▶ **Aim of the task**:
When the string "ceiling" appears in a line of the records, show the whole line.

▶ **Records for this exercise**:

BEGIN

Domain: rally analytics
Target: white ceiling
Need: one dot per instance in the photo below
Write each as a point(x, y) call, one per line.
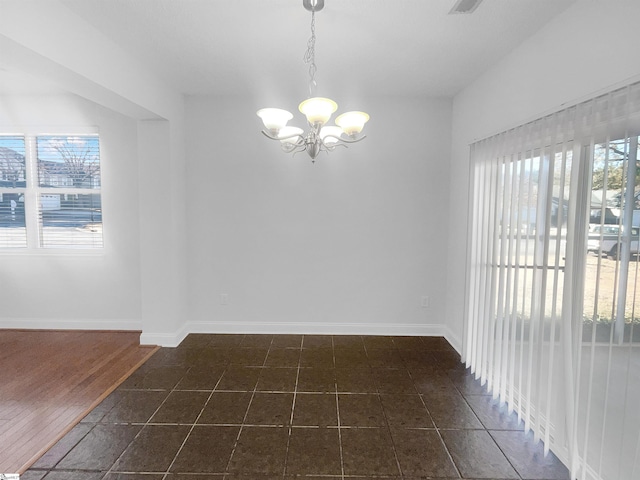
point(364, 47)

END
BEGIN

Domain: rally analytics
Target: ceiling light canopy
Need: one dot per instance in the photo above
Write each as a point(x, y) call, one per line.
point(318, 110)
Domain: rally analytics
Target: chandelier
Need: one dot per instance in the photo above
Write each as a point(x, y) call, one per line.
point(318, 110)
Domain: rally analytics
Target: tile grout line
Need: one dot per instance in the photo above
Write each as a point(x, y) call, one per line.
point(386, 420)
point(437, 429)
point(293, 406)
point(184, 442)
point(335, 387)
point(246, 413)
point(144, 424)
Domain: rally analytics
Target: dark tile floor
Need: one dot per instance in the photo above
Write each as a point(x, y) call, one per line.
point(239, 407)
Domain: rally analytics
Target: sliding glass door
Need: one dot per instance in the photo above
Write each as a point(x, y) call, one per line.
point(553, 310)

END

▶ **Reply**:
Target: white ceiling
Target: ceiling light canopy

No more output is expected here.